**Task:**
The line containing "of the packed" marks the start; return it and every line after it in the listing below, exactly, through the last.

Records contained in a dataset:

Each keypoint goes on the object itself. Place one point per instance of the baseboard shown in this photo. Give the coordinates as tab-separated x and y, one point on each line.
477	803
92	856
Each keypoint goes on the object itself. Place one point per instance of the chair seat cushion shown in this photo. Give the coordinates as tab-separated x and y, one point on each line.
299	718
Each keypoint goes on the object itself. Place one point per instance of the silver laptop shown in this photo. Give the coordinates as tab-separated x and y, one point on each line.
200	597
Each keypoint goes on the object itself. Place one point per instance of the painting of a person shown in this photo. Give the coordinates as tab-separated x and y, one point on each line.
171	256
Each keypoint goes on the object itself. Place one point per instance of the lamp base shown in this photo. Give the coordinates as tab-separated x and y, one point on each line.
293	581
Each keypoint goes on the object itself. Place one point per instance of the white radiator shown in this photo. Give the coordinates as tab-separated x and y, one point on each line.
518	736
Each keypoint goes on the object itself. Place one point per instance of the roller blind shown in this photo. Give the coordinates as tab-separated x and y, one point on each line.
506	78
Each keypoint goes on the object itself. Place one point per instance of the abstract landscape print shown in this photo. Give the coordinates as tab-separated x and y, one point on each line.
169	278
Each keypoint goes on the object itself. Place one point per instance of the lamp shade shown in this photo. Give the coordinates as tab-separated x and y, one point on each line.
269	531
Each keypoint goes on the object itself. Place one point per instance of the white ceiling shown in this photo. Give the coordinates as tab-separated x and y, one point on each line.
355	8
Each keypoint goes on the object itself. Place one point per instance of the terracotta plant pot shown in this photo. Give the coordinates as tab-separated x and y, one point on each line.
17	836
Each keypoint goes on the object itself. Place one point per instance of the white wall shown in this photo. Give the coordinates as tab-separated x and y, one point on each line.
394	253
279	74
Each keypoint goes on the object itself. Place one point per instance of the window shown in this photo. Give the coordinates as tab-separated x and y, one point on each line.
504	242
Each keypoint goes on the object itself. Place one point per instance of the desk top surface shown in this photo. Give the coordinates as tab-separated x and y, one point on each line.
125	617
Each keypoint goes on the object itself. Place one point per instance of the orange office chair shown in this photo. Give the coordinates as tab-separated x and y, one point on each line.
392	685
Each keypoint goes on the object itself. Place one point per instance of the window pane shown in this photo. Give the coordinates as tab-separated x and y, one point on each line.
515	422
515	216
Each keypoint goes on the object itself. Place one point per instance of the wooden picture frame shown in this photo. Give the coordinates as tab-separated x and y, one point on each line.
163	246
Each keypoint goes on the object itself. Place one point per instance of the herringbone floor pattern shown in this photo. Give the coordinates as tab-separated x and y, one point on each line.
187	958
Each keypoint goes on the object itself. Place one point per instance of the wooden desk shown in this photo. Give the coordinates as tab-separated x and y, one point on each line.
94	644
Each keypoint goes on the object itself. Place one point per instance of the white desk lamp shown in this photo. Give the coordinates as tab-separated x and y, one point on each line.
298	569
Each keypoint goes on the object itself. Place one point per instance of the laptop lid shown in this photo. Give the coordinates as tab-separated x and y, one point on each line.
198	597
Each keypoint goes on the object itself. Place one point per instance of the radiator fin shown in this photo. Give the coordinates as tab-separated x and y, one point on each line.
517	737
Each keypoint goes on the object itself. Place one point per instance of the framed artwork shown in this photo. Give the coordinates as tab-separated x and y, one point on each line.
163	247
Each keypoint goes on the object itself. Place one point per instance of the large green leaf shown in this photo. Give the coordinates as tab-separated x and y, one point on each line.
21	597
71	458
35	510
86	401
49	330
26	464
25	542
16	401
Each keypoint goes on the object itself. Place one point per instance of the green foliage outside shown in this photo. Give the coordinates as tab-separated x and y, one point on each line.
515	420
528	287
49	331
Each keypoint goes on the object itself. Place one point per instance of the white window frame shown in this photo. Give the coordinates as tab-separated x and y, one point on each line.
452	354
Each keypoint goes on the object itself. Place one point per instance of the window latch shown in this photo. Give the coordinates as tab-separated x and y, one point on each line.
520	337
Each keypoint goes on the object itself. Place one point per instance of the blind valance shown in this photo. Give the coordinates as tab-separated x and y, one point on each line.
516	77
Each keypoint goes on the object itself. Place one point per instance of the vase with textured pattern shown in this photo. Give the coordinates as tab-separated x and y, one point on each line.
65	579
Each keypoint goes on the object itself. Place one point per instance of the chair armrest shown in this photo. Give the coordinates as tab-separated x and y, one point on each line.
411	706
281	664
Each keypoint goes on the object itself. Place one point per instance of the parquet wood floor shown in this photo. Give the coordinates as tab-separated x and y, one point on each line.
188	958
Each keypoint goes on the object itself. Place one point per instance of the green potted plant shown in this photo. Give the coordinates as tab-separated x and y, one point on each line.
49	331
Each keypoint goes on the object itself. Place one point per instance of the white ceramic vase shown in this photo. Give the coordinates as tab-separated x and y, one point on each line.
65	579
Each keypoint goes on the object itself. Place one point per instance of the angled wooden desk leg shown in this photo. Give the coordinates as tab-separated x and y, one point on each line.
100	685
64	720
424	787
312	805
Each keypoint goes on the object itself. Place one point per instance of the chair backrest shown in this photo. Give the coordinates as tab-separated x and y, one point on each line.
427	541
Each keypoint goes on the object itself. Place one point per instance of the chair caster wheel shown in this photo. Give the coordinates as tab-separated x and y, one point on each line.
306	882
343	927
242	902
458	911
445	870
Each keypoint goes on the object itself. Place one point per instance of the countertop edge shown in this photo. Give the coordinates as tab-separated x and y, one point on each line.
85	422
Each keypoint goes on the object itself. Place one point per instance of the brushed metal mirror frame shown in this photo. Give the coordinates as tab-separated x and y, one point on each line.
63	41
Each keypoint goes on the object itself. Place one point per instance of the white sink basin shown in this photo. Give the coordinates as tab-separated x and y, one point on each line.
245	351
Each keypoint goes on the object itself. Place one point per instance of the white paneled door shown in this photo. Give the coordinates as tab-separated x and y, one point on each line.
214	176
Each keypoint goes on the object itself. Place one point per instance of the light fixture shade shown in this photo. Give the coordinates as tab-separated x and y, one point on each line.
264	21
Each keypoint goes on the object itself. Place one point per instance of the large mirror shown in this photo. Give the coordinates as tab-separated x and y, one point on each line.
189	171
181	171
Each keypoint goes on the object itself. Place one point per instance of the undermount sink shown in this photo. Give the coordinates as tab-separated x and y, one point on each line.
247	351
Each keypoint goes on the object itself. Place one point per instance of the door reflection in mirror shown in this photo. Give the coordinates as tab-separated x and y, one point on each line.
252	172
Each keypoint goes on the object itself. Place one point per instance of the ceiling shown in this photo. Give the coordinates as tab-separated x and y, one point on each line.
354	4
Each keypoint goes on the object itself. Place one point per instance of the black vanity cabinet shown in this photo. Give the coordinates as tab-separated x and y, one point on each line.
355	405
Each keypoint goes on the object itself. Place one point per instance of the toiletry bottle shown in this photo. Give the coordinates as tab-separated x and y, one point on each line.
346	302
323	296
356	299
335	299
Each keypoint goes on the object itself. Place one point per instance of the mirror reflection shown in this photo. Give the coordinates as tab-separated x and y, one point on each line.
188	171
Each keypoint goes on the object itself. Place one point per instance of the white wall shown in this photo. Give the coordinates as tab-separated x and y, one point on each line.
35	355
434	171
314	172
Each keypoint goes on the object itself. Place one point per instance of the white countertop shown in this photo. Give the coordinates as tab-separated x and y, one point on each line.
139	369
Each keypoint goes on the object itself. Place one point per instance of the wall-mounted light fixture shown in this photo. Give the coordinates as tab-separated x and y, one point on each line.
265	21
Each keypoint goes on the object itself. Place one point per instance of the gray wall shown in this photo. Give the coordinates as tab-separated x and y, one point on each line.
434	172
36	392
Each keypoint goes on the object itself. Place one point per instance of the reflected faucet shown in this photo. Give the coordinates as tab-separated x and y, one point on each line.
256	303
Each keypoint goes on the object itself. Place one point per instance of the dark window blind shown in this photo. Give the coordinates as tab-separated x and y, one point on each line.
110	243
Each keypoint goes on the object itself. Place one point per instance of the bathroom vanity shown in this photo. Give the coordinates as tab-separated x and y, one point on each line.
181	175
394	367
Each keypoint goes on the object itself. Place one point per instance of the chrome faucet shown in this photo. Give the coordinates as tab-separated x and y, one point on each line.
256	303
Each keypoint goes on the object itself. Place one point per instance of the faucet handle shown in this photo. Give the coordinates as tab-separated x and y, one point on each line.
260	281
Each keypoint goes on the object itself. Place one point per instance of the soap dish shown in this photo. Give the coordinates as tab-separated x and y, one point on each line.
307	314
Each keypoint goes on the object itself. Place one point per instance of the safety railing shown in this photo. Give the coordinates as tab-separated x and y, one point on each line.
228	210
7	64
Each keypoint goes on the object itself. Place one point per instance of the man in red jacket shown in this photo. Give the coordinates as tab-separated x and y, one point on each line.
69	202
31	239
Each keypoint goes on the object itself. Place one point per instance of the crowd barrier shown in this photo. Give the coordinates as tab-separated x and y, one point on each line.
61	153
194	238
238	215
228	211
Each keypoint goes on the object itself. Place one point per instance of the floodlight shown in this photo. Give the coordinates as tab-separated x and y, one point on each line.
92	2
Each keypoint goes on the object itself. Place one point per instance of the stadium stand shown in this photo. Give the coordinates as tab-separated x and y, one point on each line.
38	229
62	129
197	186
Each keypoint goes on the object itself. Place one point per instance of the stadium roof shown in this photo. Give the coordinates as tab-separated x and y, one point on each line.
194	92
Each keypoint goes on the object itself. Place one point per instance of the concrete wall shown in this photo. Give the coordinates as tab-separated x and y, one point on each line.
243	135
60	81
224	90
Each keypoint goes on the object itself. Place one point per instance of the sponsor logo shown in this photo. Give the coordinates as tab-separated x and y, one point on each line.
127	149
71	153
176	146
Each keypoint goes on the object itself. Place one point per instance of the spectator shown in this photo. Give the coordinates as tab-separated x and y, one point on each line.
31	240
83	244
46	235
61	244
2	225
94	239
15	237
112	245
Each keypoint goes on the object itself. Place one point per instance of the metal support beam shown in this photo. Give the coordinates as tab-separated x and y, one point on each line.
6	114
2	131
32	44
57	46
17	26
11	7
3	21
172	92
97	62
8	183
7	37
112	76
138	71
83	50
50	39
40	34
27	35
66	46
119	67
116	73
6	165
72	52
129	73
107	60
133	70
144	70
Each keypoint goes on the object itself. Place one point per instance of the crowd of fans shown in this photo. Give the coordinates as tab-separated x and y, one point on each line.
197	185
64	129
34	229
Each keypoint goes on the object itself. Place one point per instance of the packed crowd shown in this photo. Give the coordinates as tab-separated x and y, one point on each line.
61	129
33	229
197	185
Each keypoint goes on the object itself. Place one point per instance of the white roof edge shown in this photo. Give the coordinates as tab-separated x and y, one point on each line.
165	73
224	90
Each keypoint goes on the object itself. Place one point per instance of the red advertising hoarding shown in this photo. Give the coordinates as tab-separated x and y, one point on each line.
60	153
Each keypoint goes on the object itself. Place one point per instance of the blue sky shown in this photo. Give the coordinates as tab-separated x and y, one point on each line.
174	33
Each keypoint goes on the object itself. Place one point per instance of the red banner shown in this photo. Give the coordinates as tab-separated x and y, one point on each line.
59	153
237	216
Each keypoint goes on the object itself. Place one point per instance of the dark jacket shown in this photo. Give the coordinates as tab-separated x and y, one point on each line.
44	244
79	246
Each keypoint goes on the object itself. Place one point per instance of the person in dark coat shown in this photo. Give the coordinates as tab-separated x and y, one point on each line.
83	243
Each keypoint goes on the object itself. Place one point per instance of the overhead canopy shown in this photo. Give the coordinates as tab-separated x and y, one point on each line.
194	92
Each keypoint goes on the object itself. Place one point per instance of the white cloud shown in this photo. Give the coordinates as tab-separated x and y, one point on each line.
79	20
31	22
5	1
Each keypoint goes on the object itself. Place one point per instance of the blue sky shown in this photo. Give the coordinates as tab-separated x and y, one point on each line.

**Solution:**
Each keypoint goes on the object itself. Place one point per instance of the packed crowd shown in this photo. Give the coordinates as tab-separated x and y, one point on each line.
61	129
33	229
197	185
Each keypoint goes on the object itself. Place one point per instance of the white roof edge shown in this photo. Give the coordinates as tab-separated x and y, one point on each line.
165	73
224	90
Each keypoint goes on the object itself. Place one point per instance of the red advertising hoarding shown in this photo. Give the coordinates as tab-separated x and y, one point on each line.
60	153
Each keypoint goes on the object itself. Place one point per instance of the blue sky shown in this photo. Give the coordinates as tab-separated x and y, one point on each line.
174	33
Each keypoint goes on the object itself. Place one point per instance of the red banner shown in this photo. Give the coordinates as tab-separated x and y, one point on each line.
59	153
237	216
Each keypoint goes on the object itself. Place one point per instance of the dark jacket shown in this photo. Give the coordinates as tab-separated x and y, one point on each line.
44	244
79	246
Each keypoint goes on the object itself. Place one point per instance of the person in dark coat shown in this photo. Give the coordinates as tab-separated x and y, one point on each line.
83	243
Each keypoint goes on the object itself. Place one point per instance of the overhead canopy shown in this photo. Give the coordinates as tab-separated x and y, one point on each line.
194	92
Each keypoint goes on the object itself. Place one point per instance of the white cloud shown in this photo. Give the coordinates as tab-separated x and y, one point on each line.
79	20
31	22
5	1
Each keypoint goes on the object itself. Place one point per instance of the blue sky shown in this photo. Give the coordinates as tab-separated x and y, one point on each line.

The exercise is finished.